NOTE: at that stage d_make_discardable() does not reject dentries not
marked persistent - it acts as if the mark been set.
Rationale: less noise in series splitup that way. We want (and on the
next commit will get) simple_unlink() to do the right thing - remove
persistency, if it's there. However, it's used by many filesystems.
We would have either to convert them all at once or split simple_unlink()
into "want persistent" and "don't want persistent" versions, the latter
being the old one. In the course of the series almost all callers
would migrate to the replacement, leaving only two pathological cases
with the old one. The same goes for simple_rmdir() (two callers left in
the end), simple_recursive_removal() (all callers gone in the end), etc.
That's a lot of noise and it's easier to start with d_make_discardable()

::::

Continue the note on d_make_discardable() and persistent dentries, picking up right after its last words.

## [Data]
::::

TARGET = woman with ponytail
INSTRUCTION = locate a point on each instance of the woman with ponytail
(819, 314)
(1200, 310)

::::

## [Answer for this exercise]
quietly accepting non-persistent dentries, then, in the end, add private
copies of simple_unlink() and simple_rmdir() for two weird users (configfs
and apparmorfs) and have those use dput() instead of d_make_discardable().
At that point we'd be left with all callers of d_make_discardable()
always passing persistent dentries, allowing to add a warning in it.
[7/50] convert simple_{link,unlink,rmdir,rename,fill_super}() to new primitives
See above re quietly accepting non-peristent dentries in
simple_unlink(), simple_rmdir(), etc.
Converting filesystems:
[8/50] convert ramfs and tmpfs
[9/50] procfs: make /self and /thread_self dentries persistent
[10/50] configfs, securityfs: kill_litter_super() not needed
[11/50] convert xenfs
[12/50] convert smackfs
[13/50] convert hugetlbfs
[14/50] convert mqueue
[15/50] convert bpf
[16/50] convert dlmfs
[17/50] convert fuse_ctl
[18/50] convert pstore
[19/50] convert tracefs
[20/50] convert debugfs
[21/50] debugfs: remove duplicate checks in callers of start_creating()
[22/50] convert efivarfs
[23/50] convert spufs
[24/50] convert ibmasmfs
[25/50] ibmasmfs: get rid of ibmasmfs_dir_ops
[26/50] convert devpts
[27/50] binderfs: use simple_start_creating()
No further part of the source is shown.